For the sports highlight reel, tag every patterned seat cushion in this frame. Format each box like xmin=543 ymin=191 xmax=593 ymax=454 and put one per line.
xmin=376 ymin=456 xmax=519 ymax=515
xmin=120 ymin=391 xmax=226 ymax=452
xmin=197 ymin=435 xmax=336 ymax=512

++++++++++

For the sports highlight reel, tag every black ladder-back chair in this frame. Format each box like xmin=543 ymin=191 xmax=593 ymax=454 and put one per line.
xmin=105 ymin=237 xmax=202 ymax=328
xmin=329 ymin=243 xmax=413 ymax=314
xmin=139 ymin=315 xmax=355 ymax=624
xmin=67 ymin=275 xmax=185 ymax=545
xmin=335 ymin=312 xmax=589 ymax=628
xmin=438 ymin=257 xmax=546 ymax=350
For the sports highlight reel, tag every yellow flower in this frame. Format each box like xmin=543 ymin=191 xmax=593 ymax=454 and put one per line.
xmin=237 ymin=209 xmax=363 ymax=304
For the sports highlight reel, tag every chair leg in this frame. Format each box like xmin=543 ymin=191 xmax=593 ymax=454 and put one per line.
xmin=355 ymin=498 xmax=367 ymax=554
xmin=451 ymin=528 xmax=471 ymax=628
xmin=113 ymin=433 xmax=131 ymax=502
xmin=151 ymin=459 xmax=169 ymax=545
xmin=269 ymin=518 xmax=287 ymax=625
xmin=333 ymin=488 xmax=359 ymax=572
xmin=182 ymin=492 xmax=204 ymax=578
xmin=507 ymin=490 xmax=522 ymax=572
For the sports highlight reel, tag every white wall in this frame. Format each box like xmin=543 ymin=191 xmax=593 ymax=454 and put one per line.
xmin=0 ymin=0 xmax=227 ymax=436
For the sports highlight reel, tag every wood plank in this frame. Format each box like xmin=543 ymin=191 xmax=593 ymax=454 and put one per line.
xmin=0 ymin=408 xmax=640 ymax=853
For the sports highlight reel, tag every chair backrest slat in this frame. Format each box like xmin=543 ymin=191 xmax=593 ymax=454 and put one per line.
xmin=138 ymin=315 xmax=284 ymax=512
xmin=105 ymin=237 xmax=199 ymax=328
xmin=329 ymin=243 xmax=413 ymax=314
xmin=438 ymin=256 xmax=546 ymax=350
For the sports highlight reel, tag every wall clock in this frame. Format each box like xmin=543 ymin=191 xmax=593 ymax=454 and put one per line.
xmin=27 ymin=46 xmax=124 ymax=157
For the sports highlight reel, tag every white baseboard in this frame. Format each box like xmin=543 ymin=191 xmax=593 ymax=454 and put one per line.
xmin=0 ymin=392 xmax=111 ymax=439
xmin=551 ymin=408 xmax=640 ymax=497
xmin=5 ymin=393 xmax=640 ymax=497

++++++++++

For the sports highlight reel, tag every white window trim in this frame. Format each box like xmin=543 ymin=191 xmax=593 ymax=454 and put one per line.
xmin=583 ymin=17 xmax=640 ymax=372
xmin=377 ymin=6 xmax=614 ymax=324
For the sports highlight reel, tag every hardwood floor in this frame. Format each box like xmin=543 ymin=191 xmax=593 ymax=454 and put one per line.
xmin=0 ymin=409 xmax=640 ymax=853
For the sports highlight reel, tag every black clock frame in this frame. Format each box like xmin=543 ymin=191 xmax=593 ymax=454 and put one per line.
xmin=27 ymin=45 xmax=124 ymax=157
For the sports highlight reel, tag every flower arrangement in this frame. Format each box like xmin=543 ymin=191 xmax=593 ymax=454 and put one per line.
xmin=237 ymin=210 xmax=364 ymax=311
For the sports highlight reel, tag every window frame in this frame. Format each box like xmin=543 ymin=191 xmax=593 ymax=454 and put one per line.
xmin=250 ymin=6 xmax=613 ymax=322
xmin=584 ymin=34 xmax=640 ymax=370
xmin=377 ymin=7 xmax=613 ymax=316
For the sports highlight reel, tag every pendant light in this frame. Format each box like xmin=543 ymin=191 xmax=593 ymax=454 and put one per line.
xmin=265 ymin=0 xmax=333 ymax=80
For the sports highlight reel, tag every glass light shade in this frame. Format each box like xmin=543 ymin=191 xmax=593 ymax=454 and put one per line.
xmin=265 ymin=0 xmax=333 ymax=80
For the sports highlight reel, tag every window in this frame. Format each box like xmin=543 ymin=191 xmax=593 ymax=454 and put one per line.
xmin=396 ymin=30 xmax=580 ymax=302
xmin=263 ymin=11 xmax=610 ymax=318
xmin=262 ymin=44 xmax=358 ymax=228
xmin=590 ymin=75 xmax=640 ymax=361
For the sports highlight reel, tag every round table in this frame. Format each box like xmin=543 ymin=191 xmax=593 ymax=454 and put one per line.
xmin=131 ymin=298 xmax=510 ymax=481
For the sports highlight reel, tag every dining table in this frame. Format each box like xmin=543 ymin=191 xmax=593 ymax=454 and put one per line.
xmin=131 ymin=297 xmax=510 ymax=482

++++++++++

### Exercise directions
Rewrite the data from the line with "For the sports highlight reel, tag every patterned" up to and including the line with "xmin=197 ymin=435 xmax=336 ymax=512", changing "seat cushion" to "chair pad" and leaving everything else the same.

### Result
For the sports highlight reel, tag every patterned chair pad in this frame. Format each box like xmin=543 ymin=191 xmax=593 ymax=454 and put one per line.
xmin=376 ymin=456 xmax=519 ymax=515
xmin=120 ymin=391 xmax=226 ymax=452
xmin=197 ymin=435 xmax=336 ymax=512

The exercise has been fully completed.